━━━━━ TASK DATA

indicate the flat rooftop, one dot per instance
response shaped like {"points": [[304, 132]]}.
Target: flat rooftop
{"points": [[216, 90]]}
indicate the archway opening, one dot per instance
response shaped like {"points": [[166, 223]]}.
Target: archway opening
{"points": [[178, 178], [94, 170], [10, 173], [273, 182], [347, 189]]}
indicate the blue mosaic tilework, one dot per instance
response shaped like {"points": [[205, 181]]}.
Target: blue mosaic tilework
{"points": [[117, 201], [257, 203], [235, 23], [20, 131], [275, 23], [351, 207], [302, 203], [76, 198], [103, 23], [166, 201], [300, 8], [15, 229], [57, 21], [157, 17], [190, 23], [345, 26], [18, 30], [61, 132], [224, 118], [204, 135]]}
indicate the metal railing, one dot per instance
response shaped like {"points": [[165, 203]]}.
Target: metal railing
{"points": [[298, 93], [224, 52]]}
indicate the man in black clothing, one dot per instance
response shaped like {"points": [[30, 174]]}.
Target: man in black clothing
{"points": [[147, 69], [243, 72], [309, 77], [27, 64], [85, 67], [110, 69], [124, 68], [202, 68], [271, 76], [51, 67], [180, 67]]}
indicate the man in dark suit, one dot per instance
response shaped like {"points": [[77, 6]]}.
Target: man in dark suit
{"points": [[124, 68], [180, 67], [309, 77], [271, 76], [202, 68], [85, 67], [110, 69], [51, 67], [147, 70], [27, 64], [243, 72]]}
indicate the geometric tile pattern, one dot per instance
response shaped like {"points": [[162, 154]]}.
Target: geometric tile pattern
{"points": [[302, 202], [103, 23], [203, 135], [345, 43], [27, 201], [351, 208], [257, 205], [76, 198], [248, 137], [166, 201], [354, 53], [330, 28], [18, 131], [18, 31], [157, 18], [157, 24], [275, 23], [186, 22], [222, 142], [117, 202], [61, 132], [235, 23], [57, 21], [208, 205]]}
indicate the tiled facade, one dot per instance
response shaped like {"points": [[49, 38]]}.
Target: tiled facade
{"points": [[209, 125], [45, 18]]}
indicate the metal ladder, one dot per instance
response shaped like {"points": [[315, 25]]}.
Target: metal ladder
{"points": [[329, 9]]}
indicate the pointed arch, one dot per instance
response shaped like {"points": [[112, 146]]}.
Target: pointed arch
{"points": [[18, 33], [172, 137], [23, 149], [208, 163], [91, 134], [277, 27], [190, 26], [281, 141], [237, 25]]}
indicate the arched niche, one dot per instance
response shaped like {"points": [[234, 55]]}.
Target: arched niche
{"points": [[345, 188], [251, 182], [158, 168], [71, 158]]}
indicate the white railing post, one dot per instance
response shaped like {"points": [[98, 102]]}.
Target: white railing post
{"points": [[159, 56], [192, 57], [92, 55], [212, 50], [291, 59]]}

━━━━━━━━━━

Please print the whole listing above again, character for character, from its first line through its last.

indicate the flat rooftop, one dot per instance
response shaped like {"points": [[304, 132]]}.
Target: flat rooftop
{"points": [[216, 90]]}
indicate the archway opening, one dot per instance
response shaped like {"points": [[166, 223]]}.
Target: archway opening
{"points": [[178, 178], [94, 170], [10, 173], [273, 182], [347, 189]]}
indicate the blue mosaic tilework, one dot per instance
response shaped like {"points": [[205, 181]]}.
Target: blue mosaic tilework
{"points": [[117, 201], [257, 203], [235, 23], [20, 131], [275, 23], [351, 207], [302, 203], [76, 198], [103, 23], [166, 201], [300, 8], [15, 229], [57, 21], [157, 17], [190, 23], [345, 26], [18, 30], [61, 132], [224, 118], [204, 135]]}
indicate the metal railing, one dot per instance
response shaped like {"points": [[165, 203]]}.
Target: metal railing
{"points": [[298, 93], [224, 52]]}
indicate the man in black clothing, one dot per instance
response shaped like {"points": [[30, 174]]}.
Target: man in black clothing
{"points": [[147, 69], [243, 72], [309, 77], [27, 64], [85, 67], [110, 69], [124, 68], [202, 68], [271, 76], [51, 67], [180, 67]]}
indicate the man in dark suit, one dot per instance
response shaped like {"points": [[77, 6]]}.
Target: man in dark suit
{"points": [[124, 68], [180, 67], [309, 77], [271, 76], [202, 68], [85, 67], [110, 69], [51, 67], [147, 70], [27, 64], [243, 72]]}
indicate the geometric tile pattern, one dot per instance
response shaped like {"points": [[162, 154]]}.
Target: geometric tile pattern
{"points": [[302, 202], [103, 23], [203, 135], [345, 43], [27, 201], [351, 208], [257, 205], [76, 198], [248, 137], [166, 201], [354, 53], [330, 28], [18, 131], [18, 31], [157, 18], [157, 24], [275, 23], [186, 22], [222, 142], [117, 202], [61, 132], [235, 23], [57, 21], [208, 205]]}
indicate the tiled facade, one dot per instance
response shaped like {"points": [[49, 38]]}.
Target: tiled facade
{"points": [[209, 125], [45, 18]]}
indicate the metal ladder, one dot per instance
response shaped like {"points": [[315, 25]]}.
Target: metal ladder
{"points": [[329, 9]]}
indicate the pointed arch, one dot per instance
response shaped like {"points": [[112, 146]]}.
Target: pointed arch
{"points": [[18, 33], [172, 137], [23, 149], [208, 163], [91, 134], [277, 27], [190, 26], [281, 141], [237, 25]]}
indicate the arched niche, one dot per instance
response shaped like {"points": [[234, 55]]}.
Target: arched niche
{"points": [[345, 188], [251, 182], [158, 168], [71, 158]]}
indicate the white railing post, one dot per instance
response shaped like {"points": [[98, 102]]}.
Target: white railing post
{"points": [[159, 56], [192, 57], [92, 55], [212, 50], [291, 59]]}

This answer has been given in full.